Reproduce every line of the entries below verbatim, without changing anything.

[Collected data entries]
──────
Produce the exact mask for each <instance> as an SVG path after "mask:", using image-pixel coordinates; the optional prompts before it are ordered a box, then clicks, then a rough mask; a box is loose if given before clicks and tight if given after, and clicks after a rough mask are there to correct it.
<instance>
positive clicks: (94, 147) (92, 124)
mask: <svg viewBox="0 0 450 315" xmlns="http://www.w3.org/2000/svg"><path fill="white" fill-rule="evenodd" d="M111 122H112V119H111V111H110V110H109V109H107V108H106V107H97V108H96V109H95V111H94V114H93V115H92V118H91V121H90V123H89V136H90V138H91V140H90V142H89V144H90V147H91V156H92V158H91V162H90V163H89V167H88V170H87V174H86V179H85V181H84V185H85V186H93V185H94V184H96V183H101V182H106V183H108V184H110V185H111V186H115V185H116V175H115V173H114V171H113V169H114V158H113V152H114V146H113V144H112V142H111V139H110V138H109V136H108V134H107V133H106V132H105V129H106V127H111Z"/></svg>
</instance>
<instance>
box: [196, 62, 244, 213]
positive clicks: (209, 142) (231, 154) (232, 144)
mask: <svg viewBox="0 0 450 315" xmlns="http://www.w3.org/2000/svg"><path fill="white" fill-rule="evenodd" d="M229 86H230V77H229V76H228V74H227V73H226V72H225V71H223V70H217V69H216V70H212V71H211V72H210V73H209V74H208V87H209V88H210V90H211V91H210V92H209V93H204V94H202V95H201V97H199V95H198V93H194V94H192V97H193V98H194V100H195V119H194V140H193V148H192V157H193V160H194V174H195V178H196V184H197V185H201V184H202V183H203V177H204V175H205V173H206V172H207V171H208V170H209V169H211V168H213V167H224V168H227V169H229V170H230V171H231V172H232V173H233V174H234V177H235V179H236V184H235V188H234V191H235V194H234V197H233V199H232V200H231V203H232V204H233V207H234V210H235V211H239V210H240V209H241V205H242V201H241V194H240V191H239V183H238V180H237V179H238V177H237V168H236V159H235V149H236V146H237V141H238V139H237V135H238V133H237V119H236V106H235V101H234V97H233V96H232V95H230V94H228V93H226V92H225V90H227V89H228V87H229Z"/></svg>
──────
## Worked solution
Produce the exact mask for each <instance> as an SVG path after "mask:", using image-pixel coordinates; the optional prompts before it are ordered a box, then clicks, then a rough mask; a box is loose if given before clicks and tight if given after, and clicks after a rough mask are there to correct it.
<instance>
positive clicks: (94, 147) (92, 124)
mask: <svg viewBox="0 0 450 315" xmlns="http://www.w3.org/2000/svg"><path fill="white" fill-rule="evenodd" d="M111 122H112V119H111V111H110V110H109V109H107V108H106V107H97V108H96V109H95V111H94V114H93V115H92V118H91V121H90V123H89V136H90V138H91V140H90V142H89V144H90V147H91V156H92V158H91V162H90V163H89V167H88V170H87V174H86V179H85V181H84V185H85V186H93V185H94V184H96V183H101V182H106V183H108V184H110V185H111V186H115V185H116V175H115V173H114V171H113V169H114V158H113V152H114V146H113V144H112V142H111V139H110V138H109V136H108V134H107V133H106V132H105V129H106V127H111Z"/></svg>
</instance>
<instance>
box: [196, 62, 244, 213]
positive clicks: (209, 142) (231, 154) (232, 144)
mask: <svg viewBox="0 0 450 315" xmlns="http://www.w3.org/2000/svg"><path fill="white" fill-rule="evenodd" d="M229 86H230V77H229V76H228V74H227V73H226V72H225V71H223V70H217V69H216V70H212V71H211V72H210V73H209V74H208V87H209V88H210V90H211V91H210V92H209V93H204V94H202V95H201V97H199V95H198V93H194V94H192V97H193V98H194V100H195V119H194V140H193V148H192V157H193V160H194V174H195V178H196V184H197V185H201V184H202V183H203V177H204V175H205V173H206V172H207V171H208V170H209V169H211V168H213V167H224V168H227V169H229V170H230V171H231V172H232V173H233V174H234V177H235V179H236V184H235V188H234V191H235V194H234V197H233V199H232V200H231V203H232V204H233V207H234V210H235V211H239V210H240V209H241V205H242V201H241V194H240V191H239V183H238V180H237V179H238V177H237V168H236V159H235V149H236V146H237V141H238V139H237V135H238V133H237V119H236V106H235V101H234V97H233V96H232V95H230V94H228V93H226V92H225V90H227V89H228V87H229Z"/></svg>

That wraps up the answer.